**Problem requirements:** Copy the listing below line for line, from its opening line to the one with "For the dataset, tag each instance of the chimney", both included; stop there.

───

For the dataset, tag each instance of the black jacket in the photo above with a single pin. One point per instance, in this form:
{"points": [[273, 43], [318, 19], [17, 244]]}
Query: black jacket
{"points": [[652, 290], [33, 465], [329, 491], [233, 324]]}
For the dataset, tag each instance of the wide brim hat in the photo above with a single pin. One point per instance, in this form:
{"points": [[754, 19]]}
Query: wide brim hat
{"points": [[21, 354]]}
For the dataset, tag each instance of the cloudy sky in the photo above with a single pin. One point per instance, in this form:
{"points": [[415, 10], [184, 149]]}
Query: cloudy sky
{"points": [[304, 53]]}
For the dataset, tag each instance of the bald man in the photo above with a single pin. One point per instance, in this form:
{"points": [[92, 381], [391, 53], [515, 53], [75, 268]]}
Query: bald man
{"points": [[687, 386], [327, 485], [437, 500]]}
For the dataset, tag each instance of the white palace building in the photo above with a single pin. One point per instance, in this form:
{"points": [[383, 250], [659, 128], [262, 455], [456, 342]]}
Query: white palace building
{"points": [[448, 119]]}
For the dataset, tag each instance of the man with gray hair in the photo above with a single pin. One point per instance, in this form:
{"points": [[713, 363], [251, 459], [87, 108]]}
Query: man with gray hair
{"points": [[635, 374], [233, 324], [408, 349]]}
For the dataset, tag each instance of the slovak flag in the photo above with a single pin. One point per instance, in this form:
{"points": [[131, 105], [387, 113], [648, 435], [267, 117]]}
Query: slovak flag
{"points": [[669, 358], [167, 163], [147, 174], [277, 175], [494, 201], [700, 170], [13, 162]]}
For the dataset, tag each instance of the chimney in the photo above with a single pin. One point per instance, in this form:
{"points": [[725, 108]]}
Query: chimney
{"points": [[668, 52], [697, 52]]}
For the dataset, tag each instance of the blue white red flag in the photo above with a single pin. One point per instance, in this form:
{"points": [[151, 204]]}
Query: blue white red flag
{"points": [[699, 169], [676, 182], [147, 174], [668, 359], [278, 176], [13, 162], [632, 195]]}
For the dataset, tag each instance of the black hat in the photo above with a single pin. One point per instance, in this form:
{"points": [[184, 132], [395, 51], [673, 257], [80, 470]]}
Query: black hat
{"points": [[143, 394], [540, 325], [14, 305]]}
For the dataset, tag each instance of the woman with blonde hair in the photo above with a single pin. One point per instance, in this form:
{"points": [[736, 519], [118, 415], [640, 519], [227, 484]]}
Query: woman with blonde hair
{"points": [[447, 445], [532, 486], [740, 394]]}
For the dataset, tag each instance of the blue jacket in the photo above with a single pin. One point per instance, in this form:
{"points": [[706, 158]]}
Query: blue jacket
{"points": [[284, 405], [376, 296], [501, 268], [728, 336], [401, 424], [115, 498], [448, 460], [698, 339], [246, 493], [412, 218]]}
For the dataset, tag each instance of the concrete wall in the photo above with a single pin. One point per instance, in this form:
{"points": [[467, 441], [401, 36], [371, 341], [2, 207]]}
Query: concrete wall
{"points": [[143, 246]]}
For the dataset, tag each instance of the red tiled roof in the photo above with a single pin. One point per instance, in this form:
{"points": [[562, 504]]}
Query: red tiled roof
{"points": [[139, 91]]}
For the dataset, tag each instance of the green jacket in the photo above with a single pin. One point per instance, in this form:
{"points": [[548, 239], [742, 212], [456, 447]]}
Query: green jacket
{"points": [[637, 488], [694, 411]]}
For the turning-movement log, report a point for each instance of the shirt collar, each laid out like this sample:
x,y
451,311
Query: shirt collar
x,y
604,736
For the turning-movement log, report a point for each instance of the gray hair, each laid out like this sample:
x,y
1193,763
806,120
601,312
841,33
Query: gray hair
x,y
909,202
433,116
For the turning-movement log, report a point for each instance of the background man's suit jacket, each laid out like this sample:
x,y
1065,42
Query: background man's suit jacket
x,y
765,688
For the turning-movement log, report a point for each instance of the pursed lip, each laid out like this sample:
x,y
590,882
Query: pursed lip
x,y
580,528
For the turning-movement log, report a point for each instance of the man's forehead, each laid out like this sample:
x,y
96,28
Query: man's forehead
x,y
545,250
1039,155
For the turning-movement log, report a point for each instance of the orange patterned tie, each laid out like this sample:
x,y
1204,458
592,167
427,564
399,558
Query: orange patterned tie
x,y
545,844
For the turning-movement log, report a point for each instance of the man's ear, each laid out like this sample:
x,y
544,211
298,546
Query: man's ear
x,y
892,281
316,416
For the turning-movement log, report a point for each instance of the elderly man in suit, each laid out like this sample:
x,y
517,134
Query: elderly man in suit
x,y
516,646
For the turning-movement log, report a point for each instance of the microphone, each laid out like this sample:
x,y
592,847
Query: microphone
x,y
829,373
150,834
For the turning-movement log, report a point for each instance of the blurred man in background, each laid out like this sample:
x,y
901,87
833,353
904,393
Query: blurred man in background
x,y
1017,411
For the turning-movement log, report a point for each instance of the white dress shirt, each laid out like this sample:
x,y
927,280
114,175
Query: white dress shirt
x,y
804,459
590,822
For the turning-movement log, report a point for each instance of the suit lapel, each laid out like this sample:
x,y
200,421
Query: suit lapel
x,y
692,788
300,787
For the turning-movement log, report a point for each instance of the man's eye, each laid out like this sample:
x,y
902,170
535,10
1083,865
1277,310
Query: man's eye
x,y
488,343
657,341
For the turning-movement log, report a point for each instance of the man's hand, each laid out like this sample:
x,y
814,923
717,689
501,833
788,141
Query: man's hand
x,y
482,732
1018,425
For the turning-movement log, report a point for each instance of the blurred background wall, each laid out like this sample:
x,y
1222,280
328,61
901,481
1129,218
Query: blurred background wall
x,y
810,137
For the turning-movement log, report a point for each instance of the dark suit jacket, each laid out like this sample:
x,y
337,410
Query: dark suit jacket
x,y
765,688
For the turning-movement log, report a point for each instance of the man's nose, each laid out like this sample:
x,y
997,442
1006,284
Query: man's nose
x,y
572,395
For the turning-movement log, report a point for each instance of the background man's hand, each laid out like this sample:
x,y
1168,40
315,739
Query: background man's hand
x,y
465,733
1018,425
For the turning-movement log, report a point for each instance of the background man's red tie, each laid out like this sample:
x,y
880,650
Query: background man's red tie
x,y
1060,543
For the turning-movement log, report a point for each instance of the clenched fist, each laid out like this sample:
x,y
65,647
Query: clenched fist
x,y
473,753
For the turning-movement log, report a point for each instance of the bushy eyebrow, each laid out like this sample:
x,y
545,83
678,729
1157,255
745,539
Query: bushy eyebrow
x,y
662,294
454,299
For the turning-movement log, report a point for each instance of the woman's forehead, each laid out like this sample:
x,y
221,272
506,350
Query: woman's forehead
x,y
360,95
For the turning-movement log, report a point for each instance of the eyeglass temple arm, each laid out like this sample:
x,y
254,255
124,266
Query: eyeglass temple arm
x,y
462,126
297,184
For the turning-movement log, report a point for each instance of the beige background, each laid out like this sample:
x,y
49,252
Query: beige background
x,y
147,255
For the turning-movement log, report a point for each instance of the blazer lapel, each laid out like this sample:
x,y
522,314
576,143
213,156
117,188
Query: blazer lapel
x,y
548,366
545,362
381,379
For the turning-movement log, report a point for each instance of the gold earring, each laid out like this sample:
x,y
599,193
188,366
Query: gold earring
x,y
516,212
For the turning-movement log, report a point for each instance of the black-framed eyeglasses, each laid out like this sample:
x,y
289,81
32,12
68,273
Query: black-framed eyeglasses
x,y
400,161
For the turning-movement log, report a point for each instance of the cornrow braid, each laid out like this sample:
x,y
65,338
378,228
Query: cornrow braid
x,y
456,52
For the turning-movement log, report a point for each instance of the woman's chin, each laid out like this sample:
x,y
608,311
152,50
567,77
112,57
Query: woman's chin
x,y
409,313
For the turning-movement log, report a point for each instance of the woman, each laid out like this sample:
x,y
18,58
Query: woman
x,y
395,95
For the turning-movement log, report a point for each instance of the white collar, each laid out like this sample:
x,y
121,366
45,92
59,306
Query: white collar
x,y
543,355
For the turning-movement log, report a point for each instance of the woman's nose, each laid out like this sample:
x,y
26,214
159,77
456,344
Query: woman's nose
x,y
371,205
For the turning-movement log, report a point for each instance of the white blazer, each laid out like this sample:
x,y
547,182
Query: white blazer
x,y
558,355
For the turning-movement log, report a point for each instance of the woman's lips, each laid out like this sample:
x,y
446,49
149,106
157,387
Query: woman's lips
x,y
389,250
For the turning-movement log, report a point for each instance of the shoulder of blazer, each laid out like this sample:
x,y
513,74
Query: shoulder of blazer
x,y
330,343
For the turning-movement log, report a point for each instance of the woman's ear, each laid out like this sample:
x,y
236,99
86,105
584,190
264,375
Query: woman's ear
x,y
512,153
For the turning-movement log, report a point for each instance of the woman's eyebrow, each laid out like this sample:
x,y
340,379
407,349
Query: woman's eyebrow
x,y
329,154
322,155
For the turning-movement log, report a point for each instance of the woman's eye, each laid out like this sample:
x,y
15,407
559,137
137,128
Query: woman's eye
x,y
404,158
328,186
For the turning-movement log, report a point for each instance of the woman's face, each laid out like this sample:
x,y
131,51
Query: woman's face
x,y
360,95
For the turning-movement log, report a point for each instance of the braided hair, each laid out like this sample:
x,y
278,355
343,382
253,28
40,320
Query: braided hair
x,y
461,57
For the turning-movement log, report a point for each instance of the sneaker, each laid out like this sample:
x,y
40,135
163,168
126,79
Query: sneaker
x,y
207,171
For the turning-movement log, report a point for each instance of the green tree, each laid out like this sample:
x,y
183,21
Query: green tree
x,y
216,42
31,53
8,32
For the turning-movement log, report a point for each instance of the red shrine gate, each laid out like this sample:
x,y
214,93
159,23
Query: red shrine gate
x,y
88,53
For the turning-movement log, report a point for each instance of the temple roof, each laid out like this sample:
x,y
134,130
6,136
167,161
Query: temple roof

───

**Result for this exercise:**
For the dataset, tag each instance of the black jacket in the photo above with a single pin. One point per instance, in this form:
{"points": [[273, 43], [318, 19], [17, 244]]}
Query: black jacket
{"points": [[652, 290], [33, 465], [329, 491], [233, 324]]}
For the dataset, tag each instance of the wide brim hat in the photo above with a single pin. One point per instance, in this form:
{"points": [[754, 19]]}
Query: wide brim hat
{"points": [[21, 354]]}
For the dataset, tag each instance of the cloudy sky in the photo above with a single pin. One point per instance, in this form:
{"points": [[415, 10], [184, 149]]}
Query: cloudy sky
{"points": [[304, 53]]}
For the dataset, tag each instance of the bald man in the photo above with a single pin. One point per instance, in this form:
{"points": [[92, 381], [391, 53], [515, 53], [75, 268]]}
Query: bald man
{"points": [[687, 386], [327, 485], [437, 500]]}
For the dataset, tag each instance of the white palace building in the photo above with a single pin. One point per instance, in this form:
{"points": [[383, 250], [659, 128], [262, 455], [456, 342]]}
Query: white palace building
{"points": [[448, 119]]}
For the dataset, tag each instance of the man with gray hair in the photo above with a single pin. One point per instance, in this form:
{"points": [[713, 363], [251, 459], [87, 108]]}
Query: man with gray hair
{"points": [[635, 374], [233, 324], [408, 349]]}
For the dataset, tag each instance of the slovak flag in the photo above with a single pin. One point per instance, in this form:
{"points": [[131, 105], [387, 113], [648, 435], [267, 117]]}
Query: slovak flag
{"points": [[669, 358], [167, 163], [147, 174], [277, 175], [494, 201], [700, 170], [13, 162]]}
For the dataset, tag each instance of the chimney in the photo above with a single pin. One point per instance, in this form:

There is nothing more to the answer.